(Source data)

>>>>

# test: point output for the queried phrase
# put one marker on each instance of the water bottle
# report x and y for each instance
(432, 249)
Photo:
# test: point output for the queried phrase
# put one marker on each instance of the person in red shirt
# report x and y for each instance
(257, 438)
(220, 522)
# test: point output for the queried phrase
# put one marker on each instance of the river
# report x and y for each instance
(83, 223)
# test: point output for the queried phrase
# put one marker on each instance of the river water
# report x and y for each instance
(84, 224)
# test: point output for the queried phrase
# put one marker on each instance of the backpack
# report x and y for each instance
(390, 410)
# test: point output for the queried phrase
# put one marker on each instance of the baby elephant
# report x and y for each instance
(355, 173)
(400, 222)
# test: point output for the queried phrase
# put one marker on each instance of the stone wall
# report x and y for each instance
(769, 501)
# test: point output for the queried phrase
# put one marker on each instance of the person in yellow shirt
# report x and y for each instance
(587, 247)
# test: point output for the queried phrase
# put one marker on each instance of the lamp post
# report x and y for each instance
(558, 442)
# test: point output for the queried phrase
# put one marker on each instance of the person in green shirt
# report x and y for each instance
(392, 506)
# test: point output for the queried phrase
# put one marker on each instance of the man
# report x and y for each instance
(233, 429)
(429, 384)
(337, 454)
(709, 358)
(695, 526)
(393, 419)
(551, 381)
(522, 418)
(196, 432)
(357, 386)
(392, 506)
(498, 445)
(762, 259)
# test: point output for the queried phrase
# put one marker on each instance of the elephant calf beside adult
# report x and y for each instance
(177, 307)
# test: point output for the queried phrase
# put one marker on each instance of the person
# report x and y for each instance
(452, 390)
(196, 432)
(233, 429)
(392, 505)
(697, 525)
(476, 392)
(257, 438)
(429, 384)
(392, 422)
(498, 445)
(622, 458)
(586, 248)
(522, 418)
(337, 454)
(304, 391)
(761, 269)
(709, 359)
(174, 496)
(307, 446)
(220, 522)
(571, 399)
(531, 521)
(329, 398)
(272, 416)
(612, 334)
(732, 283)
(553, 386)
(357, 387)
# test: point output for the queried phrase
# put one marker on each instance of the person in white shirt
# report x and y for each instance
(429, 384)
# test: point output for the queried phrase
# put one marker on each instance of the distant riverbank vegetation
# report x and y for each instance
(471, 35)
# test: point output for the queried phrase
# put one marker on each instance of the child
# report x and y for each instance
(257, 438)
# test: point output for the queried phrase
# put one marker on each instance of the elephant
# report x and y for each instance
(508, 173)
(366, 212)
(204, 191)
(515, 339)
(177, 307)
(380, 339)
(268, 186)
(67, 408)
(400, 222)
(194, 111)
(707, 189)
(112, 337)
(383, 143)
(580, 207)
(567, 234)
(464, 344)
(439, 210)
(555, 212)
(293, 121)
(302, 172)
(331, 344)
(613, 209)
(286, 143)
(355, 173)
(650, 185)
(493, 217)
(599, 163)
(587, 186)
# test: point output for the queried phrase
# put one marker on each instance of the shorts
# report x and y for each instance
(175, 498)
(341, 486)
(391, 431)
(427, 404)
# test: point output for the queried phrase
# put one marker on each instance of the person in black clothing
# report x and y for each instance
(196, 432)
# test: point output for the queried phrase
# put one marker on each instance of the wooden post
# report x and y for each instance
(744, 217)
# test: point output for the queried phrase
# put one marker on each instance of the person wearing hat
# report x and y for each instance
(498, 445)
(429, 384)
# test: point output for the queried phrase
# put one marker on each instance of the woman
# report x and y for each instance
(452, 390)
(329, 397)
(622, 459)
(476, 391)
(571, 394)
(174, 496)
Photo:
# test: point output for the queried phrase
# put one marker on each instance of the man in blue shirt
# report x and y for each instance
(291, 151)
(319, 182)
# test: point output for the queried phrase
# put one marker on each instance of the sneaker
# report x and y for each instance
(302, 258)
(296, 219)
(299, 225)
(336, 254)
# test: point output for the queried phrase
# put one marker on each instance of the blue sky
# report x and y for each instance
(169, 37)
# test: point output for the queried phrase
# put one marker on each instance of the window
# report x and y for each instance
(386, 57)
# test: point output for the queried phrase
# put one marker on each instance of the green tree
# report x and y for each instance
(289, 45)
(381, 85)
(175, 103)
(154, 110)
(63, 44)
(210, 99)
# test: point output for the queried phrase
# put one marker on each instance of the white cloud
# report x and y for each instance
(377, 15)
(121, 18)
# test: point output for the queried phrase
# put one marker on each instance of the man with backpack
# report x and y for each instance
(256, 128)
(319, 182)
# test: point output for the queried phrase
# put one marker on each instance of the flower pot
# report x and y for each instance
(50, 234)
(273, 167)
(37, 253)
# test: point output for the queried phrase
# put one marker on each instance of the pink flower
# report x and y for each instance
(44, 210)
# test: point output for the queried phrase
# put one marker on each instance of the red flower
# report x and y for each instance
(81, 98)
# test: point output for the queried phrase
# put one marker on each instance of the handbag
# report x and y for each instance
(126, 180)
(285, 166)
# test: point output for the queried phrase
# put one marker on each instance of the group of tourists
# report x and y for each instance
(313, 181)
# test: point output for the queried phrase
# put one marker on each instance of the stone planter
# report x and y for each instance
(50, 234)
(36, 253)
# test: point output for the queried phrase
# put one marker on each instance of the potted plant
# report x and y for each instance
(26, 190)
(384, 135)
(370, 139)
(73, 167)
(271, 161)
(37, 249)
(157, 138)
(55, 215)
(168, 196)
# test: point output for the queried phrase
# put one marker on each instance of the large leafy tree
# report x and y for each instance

<<<<

◆ TASK DESCRIPTION: Output the lines above verbatim and in full.

◆ FINAL RESULT:
# test: point output for the queried phrase
# put one marker on each instance of the water bottle
# report x and y for each instance
(432, 249)
Photo:
# test: point output for the queried phrase
# put one marker on each instance of the person in red shirt
# report x and y for each instance
(257, 438)
(220, 522)
# test: point output for the queried phrase
# put one marker on each instance of the river
# report x and y for each instance
(83, 223)
# test: point output for the queried phrase
# put one marker on each instance of the river water
# report x and y for each instance
(84, 224)
# test: point output for the queried phrase
# put one marker on each instance of the backpack
# report x and y for each instance
(390, 410)
# test: point output for the queried phrase
# put one marker on each instance of the baby elephant
# report x and y for each instance
(355, 173)
(400, 222)
# test: point output for the queried phrase
# put one marker on each instance of the stone wall
# report x and y for each instance
(769, 501)
# test: point output for the queried phrase
# put one marker on each instance of the person in yellow shirt
# report x and y for each instance
(587, 247)
# test: point output for the queried phrase
# put one marker on each instance of the lamp post
# report x and y for each instance
(558, 442)
# test: point output for the queried phrase
# put one marker on each instance of the person in green shirt
# report x and y for each instance
(392, 506)
# test: point output for the queried phrase
# put one marker on each instance of the man
# report x and y for each instance
(233, 429)
(429, 384)
(337, 454)
(709, 358)
(695, 526)
(393, 419)
(551, 381)
(522, 418)
(196, 432)
(357, 386)
(392, 506)
(498, 445)
(762, 259)
# test: point output for the queried phrase
# put one marker on each instance of the elephant calf beside adult
# report x and y for each instance
(177, 307)
# test: point output for the queried phrase
# put one marker on each instance of the person
# report x and y for each instance
(452, 390)
(196, 432)
(233, 429)
(392, 505)
(697, 525)
(476, 392)
(257, 438)
(429, 384)
(392, 422)
(498, 445)
(622, 458)
(586, 248)
(522, 418)
(337, 454)
(304, 391)
(761, 269)
(709, 359)
(174, 496)
(307, 446)
(220, 522)
(571, 399)
(531, 521)
(329, 398)
(272, 416)
(612, 334)
(732, 283)
(553, 386)
(357, 387)
# test: point output for the queried phrase
# put one marker on each instance of the person in white shirt
# report x and y for each instance
(429, 384)
# test: point output for the queried phrase
# put one marker on each instance of the distant riverbank vegetation
# report x and y for each instance
(471, 35)
# test: point output for the queried phrase
# put one marker on each instance of the child
# report x and y for each instance
(257, 438)
# test: point output for the queried phrase
# put one marker on each instance of the elephant
# report x and y for each instance
(508, 173)
(366, 212)
(204, 191)
(515, 339)
(177, 307)
(380, 339)
(268, 186)
(67, 408)
(400, 222)
(194, 111)
(707, 189)
(112, 337)
(383, 143)
(580, 207)
(567, 234)
(464, 344)
(439, 210)
(555, 212)
(293, 121)
(302, 172)
(331, 344)
(613, 209)
(286, 143)
(355, 173)
(650, 185)
(493, 217)
(599, 163)
(587, 186)
# test: point output for the queried phrase
# put one marker on each instance of the shorts
# report x and y for each instance
(175, 498)
(341, 486)
(391, 431)
(427, 404)
# test: point output for the queried phrase
# put one marker on each instance of the person in black clothing
# report x and y for each instance
(196, 432)
# test: point output for the queried phrase
# put one marker on each instance of the wooden post
# report x and y for each instance
(744, 217)
# test: point output for the queried phrase
# put one marker on each instance of the person wearing hat
# report x and y for each instance
(498, 445)
(429, 384)
# test: point output for the queried phrase
# put one marker on each instance of the woman
# report x and y for each instance
(452, 390)
(329, 397)
(622, 459)
(476, 391)
(571, 394)
(174, 496)
Photo:
# test: point output for the queried phrase
# put one marker on each instance of the man in blue shirt
# report x and y for each instance
(291, 151)
(319, 182)
# test: point output for the queried phrase
# put one marker on each instance of the sneaker
# report x and y for each instance
(302, 258)
(296, 219)
(299, 225)
(336, 254)
# test: point output for the queried phrase
# put one marker on each instance of the blue sky
# report x and y for each instance
(169, 37)
# test: point output for the queried phrase
# put one marker on each instance of the window
# report x and y for each instance
(386, 57)
# test: point output for the queried phrase
# put one marker on each instance of the green tree
# report x and y for each instance
(289, 45)
(381, 85)
(175, 103)
(154, 110)
(63, 44)
(210, 99)
# test: point output for the queried phrase
# put one marker on each instance of the white cloud
# report x and y for each instance
(377, 15)
(121, 18)
# test: point output for the queried phrase
# put one marker on each instance of the man with backpack
# report x and y for each instance
(256, 128)
(319, 182)
# test: point output for the queried phrase
# put one marker on each instance of the flower pot
# report x and y for each instance
(50, 234)
(273, 167)
(37, 253)
# test: point output for the queried phrase
# put one marker on each instance of the pink flower
# report x and y for each instance
(44, 210)
# test: point output for the queried phrase
# put one marker on each instance of the red flower
# report x and y for each instance
(81, 98)
# test: point output for the queried phrase
# put one marker on each instance of the handbag
# report x and y for each instance
(126, 180)
(285, 166)
# test: point output for the queried phrase
# put one marker on each instance of the group of tourists
# report x and y for each instance
(313, 181)
# test: point output for the queried phrase
# put one marker on each instance of the stone planter
# report x and y for each instance
(50, 234)
(36, 253)
# test: point output for the queried phrase
# put one marker on each instance of the potted plant
# report x and y for each instance
(26, 190)
(384, 135)
(370, 139)
(73, 167)
(271, 161)
(37, 249)
(157, 138)
(55, 215)
(168, 196)
# test: point output for the queried phrase
# put one marker on each instance of the large leafy tree
# report x and y for each instance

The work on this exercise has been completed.